▶ [SUPPLIED TEXT]
────
So why would Tingstad risk paralysis, even the temporary kind, to play one more year of college football? "It was my senior year, my last year to play," he says. "The opportunity wasn't going to be around again. I love football."
Having decided to play, Tingstad was welcomed back into the Sun Devil fold. Because he had strained a muscle in his lower back (completely unrelated to his spinal condition) lifting weights during the summer, Tingstad did not tackle another player until practice the week before Arizona State's first game of the season, against Kansas State. Tingstad has always tackled with perfect form—his forehead on the ballcarrier's numbers—and one concern was that he would alter his tackling style to protect his neck, unintentionally endangering it even more. "I have to admit I was worried about my neck," Tingstad says. "I thought, I can't be hesitant. But I was thinking, What if...?"
Tingstad made six tackles against Kansas State with no ill effects. The next week, the Sun Devils played San Jose State in Tempe. With 10 minutes to go in the game, Ralph Martini, the Spartans' quarterback, rolled around right end. Tingstad came up to make the tackle but bounced off as Martini ran in for a touchdown. The collision left Tingstad lying unconscious on the three-yard line. As trainer Edinger ran onto the field, he looked for the ambulance in the end zone. For a moment he thought that everyone's worst fear had been realized. But after about 10 seconds, Tingstad came around. It turned out to be a minor concussion, and Tingstad went back in for the next series, finishing the game with 14 tackles.
Tingstad excelled through the next six games, leading the Sun Devils with 90 tackles. In the fifth game, against UCLA, he broke the school record for solo tackles in a career (207). But whenever Tingstad was slow to get up after making a hit, Sun Devil fans would fall quiet. They knew his history. A headline in The Arizona Daily Star before the opening game proclaimed: TINGSTAD RISKS HIS NECK FOR ASU.
The Washington game was the ninth of the season, and most of the principals from Tingstad's summer of indecision were on hand: Harris was in the stands, as were Ed and Darlene Tingstad. Marmie, Edinger and Lee were on the sidelines. When Harris saw Mark lying motionless on the field after Conklin's run, he thought, "This is not the way they write these things. This is not the way this is supposed to happen."
────
▶ [GIVEN DATA]

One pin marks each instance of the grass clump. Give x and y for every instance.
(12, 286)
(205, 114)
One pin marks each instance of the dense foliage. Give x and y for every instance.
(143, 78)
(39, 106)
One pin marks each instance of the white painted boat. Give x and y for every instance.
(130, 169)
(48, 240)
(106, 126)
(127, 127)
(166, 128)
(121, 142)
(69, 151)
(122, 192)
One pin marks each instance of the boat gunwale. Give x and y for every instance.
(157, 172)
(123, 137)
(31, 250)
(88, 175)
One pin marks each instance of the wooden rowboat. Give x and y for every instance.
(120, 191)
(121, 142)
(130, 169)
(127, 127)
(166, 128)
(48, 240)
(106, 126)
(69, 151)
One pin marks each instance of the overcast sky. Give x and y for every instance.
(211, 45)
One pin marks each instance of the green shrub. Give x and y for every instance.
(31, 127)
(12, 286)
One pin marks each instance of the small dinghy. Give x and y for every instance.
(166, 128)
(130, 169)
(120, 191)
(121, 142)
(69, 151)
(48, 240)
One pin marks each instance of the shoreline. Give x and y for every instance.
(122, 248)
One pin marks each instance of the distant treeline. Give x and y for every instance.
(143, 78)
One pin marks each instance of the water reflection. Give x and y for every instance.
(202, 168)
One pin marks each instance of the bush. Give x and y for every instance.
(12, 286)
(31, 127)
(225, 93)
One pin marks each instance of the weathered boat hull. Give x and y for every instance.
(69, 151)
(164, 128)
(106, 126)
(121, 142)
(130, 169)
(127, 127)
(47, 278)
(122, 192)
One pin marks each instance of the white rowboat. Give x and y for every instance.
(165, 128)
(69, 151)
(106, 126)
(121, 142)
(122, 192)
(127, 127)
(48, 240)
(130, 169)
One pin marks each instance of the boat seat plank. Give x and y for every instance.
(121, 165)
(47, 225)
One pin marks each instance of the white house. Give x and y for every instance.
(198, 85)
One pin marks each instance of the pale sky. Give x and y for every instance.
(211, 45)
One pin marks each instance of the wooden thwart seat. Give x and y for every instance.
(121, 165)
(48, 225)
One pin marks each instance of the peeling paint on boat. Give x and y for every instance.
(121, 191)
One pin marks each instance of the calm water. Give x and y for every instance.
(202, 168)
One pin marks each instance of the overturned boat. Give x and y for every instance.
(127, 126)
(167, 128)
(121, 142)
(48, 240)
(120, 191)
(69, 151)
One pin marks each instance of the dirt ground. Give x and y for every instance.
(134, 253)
────
▶ [DIRECTIONS]
A – In the Tingstad passage, how many tackles did Tingstad finish with in the game against San Jose State?
B – Translate this sentence from the Tingstad passage into Spanish: "Tingstad made six tackles against Kansas State with no ill effects."
C – From the Tingstad passage, extract the words from "Tingstad made six" up to and including "with 14 tackles.", copying them word for word.

▶ [FINAL ANSWERS]
A – 14 tackles.

B – Tingstad hizo seis tacleadas contra Kansas State sin efectos negativos.

C –
Tingstad made six tackles against Kansas State with no ill effects. The next week, the Sun Devils played San Jose State in Tempe. With 10 minutes to go in the game, Ralph Martini, the Spartans' quarterback, rolled around right end. Tingstad came up to make the tackle but bounced off as Martini ran in for a touchdown. The collision left Tingstad lying unconscious on the three-yard line. As trainer Edinger ran onto the field, he looked for the ambulance in the end zone. For a moment he thought that everyone's worst fear had been realized. But after about 10 seconds, Tingstad came around. It turned out to be a minor concussion, and Tingstad went back in for the next series, finishing the game with 14 tackles.